"""

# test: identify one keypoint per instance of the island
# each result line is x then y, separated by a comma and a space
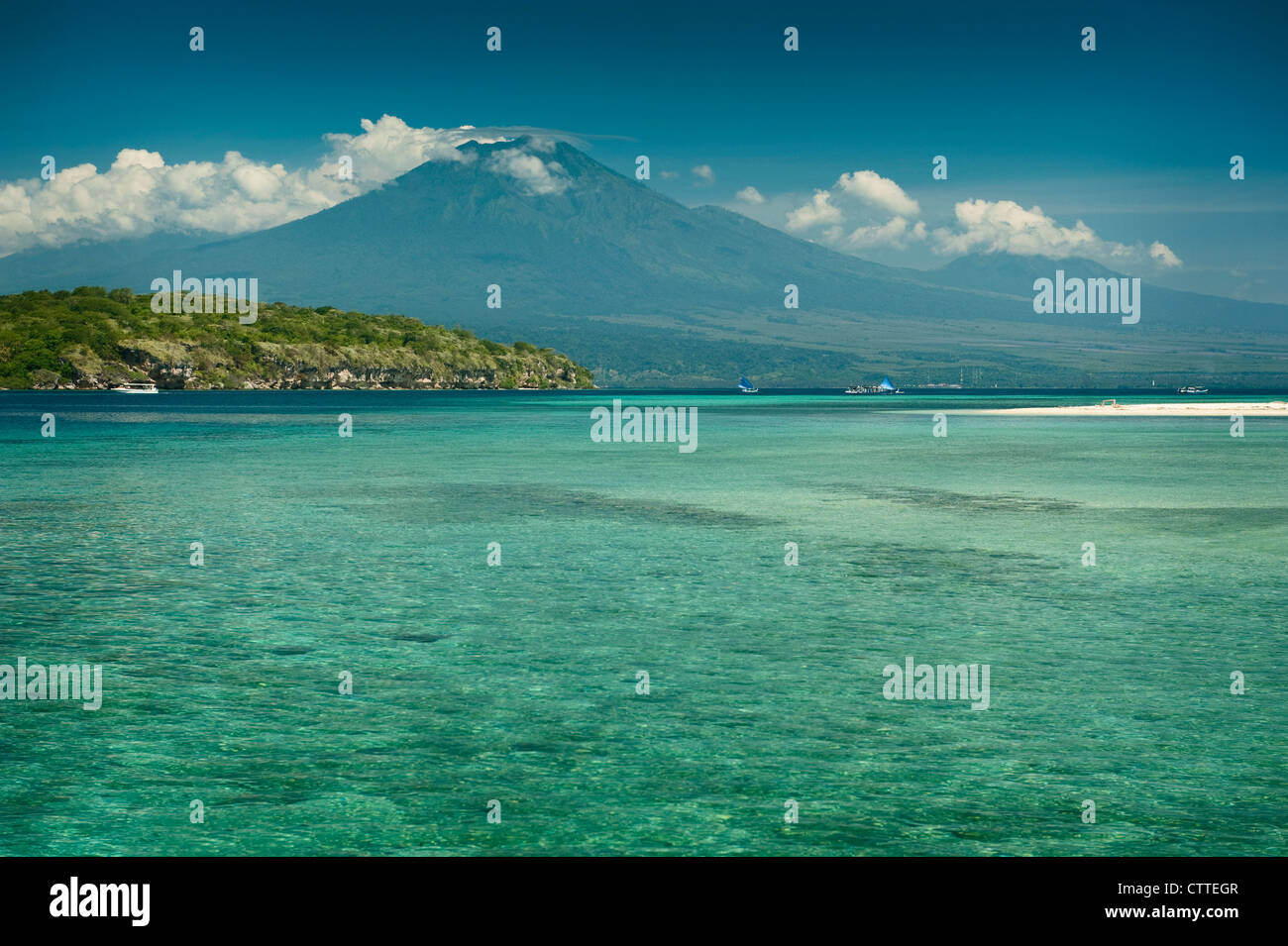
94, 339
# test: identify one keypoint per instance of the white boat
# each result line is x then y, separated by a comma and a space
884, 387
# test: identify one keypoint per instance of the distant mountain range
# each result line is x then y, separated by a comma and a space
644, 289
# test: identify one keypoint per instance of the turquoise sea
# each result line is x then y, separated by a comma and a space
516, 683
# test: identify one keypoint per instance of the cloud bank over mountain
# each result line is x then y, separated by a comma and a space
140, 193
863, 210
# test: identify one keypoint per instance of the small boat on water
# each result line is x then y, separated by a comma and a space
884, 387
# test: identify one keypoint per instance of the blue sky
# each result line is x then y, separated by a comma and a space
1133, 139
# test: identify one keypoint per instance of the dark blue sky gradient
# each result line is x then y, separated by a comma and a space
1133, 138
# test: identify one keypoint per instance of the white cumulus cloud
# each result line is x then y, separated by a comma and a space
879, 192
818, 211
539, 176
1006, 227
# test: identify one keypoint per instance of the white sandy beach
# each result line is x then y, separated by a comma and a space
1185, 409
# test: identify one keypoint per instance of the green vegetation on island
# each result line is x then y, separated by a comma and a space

"""

— Your goal —
Output each record above exactly as written. Skip any pictures.

— Solution below —
# test: identify one keypoint per instance of the island
# each result line is x then y, separated by a comma and a space
94, 339
# test: identify one keypoint per instance of the white boat
# each result line is x then y, separated by a comma and a space
884, 387
# test: identify one keypoint per instance of the distant mountain range
# each result line is x then y, separated by a comma and a space
644, 289
# test: identify one keypoint per instance of the turquoise sea
# each result line is x then y, separated by a comma and a space
516, 683
# test: identify one keypoint per instance of the cloud bank over mountain
# each result line is x then y, separated by a comma and a space
140, 193
863, 210
# test: identify one keypoint per instance of the small boat on water
# each result line is x then y, separated by a comma and a space
884, 387
# test: identify one keypoint per instance of the blue sky
# each result line is x then y, separated by a comma and a space
1133, 139
# test: identify one keypoint per instance of the dark blue sky gradient
# each result line is x then y, separated by a comma and a space
1133, 138
# test: identify one keypoint per instance of the white cumulus cloud
# each result line is x then y, separated by a comma and a space
879, 192
818, 211
539, 176
1006, 227
# test: identify one keypoint per instance of the white sandy beach
# each result line is x then y, separated by a comma and a space
1185, 409
# test: identify one keypoint per instance of the green vegetation on island
# each result line is x then y, separated by a comma and a space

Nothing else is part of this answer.